▸ **DESCRIPTION OF THE TASK**: Please select every line in the rows below that contains the word "positive". Case counts.

▸ **MATERIAL PROVIDED**:
»»
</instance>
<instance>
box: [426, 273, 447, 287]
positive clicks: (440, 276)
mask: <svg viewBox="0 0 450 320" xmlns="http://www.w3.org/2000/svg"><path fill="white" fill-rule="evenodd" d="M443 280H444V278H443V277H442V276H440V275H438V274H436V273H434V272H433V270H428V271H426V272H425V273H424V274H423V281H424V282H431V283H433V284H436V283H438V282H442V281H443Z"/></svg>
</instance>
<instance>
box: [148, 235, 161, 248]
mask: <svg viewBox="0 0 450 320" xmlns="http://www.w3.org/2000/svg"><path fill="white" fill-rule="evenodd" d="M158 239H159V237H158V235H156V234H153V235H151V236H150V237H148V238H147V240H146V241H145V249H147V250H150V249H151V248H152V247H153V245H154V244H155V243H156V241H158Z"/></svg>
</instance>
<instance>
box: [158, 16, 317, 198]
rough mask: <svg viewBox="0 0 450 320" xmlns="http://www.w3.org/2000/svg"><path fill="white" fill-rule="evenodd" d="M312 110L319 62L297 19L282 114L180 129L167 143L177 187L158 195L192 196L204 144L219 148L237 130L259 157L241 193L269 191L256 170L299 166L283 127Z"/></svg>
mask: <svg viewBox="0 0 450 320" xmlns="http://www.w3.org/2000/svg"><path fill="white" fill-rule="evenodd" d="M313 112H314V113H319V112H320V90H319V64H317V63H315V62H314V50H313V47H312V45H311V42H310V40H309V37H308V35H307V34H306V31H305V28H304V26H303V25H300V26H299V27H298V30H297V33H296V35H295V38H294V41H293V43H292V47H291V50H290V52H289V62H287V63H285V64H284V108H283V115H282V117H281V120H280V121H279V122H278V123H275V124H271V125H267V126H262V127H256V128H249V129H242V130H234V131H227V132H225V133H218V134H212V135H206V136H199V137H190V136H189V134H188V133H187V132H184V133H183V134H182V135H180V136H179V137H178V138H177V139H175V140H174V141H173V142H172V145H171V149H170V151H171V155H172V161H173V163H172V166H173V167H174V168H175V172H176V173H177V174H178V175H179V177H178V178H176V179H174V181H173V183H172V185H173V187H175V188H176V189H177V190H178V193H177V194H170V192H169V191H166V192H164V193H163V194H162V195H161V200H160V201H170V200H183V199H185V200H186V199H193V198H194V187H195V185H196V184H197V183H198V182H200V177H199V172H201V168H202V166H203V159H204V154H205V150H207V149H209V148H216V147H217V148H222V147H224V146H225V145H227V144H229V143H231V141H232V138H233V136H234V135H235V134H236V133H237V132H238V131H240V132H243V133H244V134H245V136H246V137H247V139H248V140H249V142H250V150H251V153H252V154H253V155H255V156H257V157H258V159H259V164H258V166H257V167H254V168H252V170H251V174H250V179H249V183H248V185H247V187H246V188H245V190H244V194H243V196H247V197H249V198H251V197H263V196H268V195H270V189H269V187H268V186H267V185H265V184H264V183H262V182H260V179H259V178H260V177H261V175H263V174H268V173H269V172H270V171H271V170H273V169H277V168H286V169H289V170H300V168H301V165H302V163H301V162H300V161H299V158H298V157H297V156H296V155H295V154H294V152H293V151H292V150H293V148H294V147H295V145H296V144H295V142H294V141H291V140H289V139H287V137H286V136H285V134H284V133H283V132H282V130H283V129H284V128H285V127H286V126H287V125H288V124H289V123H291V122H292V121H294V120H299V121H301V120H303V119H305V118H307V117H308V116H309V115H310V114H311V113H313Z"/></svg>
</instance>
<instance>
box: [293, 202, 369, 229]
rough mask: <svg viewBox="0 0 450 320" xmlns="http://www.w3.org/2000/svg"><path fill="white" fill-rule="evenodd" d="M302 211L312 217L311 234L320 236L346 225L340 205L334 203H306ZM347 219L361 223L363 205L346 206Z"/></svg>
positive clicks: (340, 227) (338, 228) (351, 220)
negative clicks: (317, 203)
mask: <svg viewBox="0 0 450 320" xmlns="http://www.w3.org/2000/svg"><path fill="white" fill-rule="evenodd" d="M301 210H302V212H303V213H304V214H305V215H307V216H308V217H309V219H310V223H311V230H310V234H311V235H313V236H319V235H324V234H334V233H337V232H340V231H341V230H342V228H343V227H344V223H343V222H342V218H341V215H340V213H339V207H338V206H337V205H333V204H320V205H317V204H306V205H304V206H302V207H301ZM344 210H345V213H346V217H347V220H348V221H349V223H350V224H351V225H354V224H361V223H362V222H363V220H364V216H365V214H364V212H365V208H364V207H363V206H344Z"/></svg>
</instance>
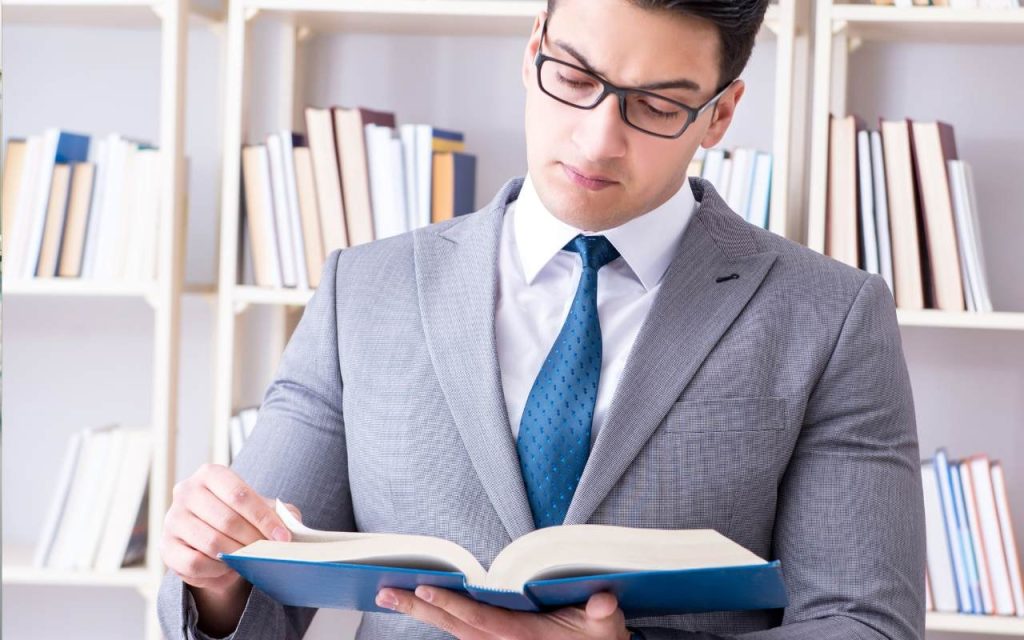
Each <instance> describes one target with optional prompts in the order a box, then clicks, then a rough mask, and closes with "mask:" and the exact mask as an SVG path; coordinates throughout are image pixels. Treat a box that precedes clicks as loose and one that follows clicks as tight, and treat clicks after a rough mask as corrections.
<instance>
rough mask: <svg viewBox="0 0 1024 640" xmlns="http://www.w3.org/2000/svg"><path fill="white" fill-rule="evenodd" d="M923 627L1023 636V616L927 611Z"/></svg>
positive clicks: (1023, 630)
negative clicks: (923, 626)
mask: <svg viewBox="0 0 1024 640" xmlns="http://www.w3.org/2000/svg"><path fill="white" fill-rule="evenodd" d="M925 628H926V629H928V630H929V631H958V632H964V633H976V634H988V635H992V636H1024V617H1011V616H1008V615H971V614H968V613H935V612H929V613H928V614H927V615H926V618H925Z"/></svg>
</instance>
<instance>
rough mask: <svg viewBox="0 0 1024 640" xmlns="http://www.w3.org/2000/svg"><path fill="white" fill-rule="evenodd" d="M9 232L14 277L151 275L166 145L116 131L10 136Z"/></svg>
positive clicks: (5, 198)
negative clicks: (16, 138) (159, 149)
mask: <svg viewBox="0 0 1024 640" xmlns="http://www.w3.org/2000/svg"><path fill="white" fill-rule="evenodd" d="M7 156H8V158H9V161H8V162H7V163H6V164H5V167H4V177H3V180H4V189H5V190H4V207H5V209H4V224H5V230H6V231H8V232H5V233H4V244H5V251H6V252H7V258H8V261H7V264H6V265H5V268H6V270H7V272H8V276H9V278H10V279H12V280H29V279H37V278H39V279H50V278H76V279H89V280H99V281H106V282H140V283H147V282H152V281H154V280H155V278H156V268H157V261H156V256H157V253H158V251H157V248H158V245H157V243H158V230H159V228H160V220H161V203H160V198H161V193H162V189H161V188H160V185H161V179H160V176H161V165H160V162H161V161H160V153H159V151H157V150H156V148H153V147H152V146H150V145H146V144H143V143H138V142H134V141H129V140H124V139H122V138H121V137H120V136H119V135H117V134H111V135H109V136H105V137H103V138H101V139H99V140H97V141H96V142H95V144H93V143H92V141H91V139H90V138H89V137H88V136H85V135H81V134H71V133H67V132H65V131H60V130H58V129H48V130H47V131H46V132H45V133H43V134H42V135H32V136H29V138H28V139H27V140H24V141H23V140H15V139H12V140H9V141H8V143H7Z"/></svg>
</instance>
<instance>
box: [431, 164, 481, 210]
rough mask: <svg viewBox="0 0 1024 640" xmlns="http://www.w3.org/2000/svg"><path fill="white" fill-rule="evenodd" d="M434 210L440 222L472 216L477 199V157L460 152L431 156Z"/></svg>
mask: <svg viewBox="0 0 1024 640" xmlns="http://www.w3.org/2000/svg"><path fill="white" fill-rule="evenodd" d="M433 172H434V176H433V178H434V185H433V211H432V213H431V221H433V222H440V221H442V220H447V219H451V218H453V217H455V216H460V215H464V214H467V213H472V212H473V211H474V210H475V200H476V156H473V155H471V154H463V153H459V152H444V153H439V154H434V168H433Z"/></svg>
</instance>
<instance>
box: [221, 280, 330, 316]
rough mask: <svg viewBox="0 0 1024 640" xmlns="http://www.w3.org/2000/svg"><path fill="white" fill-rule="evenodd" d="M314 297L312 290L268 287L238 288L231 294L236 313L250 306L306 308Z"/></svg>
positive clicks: (239, 287)
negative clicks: (306, 306)
mask: <svg viewBox="0 0 1024 640" xmlns="http://www.w3.org/2000/svg"><path fill="white" fill-rule="evenodd" d="M312 295H313V290H312V289H269V288H266V287H250V286H241V287H236V288H234V290H233V292H232V293H231V300H232V301H233V302H234V308H236V312H241V311H243V310H244V309H245V308H246V307H247V306H249V305H250V304H266V305H278V306H305V305H306V304H307V303H308V302H309V298H311V297H312Z"/></svg>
««
▸ **ANSWER TO THIS TASK**:
positive clicks: (440, 276)
positive clicks: (340, 227) (338, 228) (351, 220)
positive clicks: (1023, 630)
positive clicks: (5, 198)
positive clicks: (239, 287)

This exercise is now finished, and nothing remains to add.